Segment Start: RECORDS PROVIDED

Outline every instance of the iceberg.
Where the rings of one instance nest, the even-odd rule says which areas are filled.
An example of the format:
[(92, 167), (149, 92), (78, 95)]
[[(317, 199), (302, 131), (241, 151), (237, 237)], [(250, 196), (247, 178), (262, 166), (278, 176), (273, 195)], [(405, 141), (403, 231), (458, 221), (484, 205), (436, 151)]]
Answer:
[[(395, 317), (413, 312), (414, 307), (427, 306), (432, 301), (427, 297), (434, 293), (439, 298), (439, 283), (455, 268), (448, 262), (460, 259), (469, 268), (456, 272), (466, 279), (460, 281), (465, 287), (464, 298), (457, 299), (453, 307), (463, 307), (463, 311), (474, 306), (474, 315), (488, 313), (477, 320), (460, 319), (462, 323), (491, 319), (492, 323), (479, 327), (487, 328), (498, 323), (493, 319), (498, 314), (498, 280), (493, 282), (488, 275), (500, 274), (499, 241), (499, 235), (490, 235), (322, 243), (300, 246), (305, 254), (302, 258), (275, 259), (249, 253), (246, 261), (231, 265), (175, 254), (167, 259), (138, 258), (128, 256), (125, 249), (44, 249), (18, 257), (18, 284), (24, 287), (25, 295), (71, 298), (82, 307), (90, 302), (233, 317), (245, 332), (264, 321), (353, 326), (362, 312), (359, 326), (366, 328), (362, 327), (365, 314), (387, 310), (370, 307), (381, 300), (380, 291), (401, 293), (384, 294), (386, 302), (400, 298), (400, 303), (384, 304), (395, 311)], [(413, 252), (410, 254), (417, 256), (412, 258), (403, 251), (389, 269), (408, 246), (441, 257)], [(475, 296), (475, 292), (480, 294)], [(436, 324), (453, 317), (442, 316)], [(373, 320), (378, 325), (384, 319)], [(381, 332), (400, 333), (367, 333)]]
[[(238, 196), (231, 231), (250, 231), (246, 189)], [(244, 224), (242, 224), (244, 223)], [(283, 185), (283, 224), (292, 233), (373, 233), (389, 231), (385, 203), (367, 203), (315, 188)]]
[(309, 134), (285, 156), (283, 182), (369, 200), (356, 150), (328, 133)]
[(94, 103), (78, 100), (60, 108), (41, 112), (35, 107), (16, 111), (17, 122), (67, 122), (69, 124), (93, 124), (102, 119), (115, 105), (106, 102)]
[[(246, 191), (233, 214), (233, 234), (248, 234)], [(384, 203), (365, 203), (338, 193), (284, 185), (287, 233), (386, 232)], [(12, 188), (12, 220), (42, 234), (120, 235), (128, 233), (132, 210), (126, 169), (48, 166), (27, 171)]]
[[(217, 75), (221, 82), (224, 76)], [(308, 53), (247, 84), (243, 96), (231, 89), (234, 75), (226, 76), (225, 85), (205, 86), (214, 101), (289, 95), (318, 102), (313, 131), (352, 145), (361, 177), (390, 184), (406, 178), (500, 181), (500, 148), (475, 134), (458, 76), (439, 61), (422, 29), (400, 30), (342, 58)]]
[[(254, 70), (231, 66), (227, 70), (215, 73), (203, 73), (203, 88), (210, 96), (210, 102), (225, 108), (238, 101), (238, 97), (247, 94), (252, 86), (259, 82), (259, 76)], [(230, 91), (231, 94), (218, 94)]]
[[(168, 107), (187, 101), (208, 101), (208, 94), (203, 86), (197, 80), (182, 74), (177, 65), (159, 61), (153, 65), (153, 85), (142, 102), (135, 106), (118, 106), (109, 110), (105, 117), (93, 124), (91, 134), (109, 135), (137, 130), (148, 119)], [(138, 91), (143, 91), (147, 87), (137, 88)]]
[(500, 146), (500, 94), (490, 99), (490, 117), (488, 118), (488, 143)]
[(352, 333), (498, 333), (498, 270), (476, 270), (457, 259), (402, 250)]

Segment End: RECORDS PROVIDED

» **WHAT IS EXPECTED**
Here the output must be the lines above from the line with "[(92, 167), (149, 92), (78, 95)]" to the line with "205), (436, 151)]]", both included, duplicated word for word and nothing else.

» **SOLUTION BELOW**
[(92, 167), (149, 92), (78, 95)]
[[(317, 199), (302, 131), (241, 151), (237, 237)], [(250, 196), (247, 178), (262, 166), (278, 176), (273, 195)], [(405, 141), (403, 231), (458, 221), (484, 205), (436, 151)]]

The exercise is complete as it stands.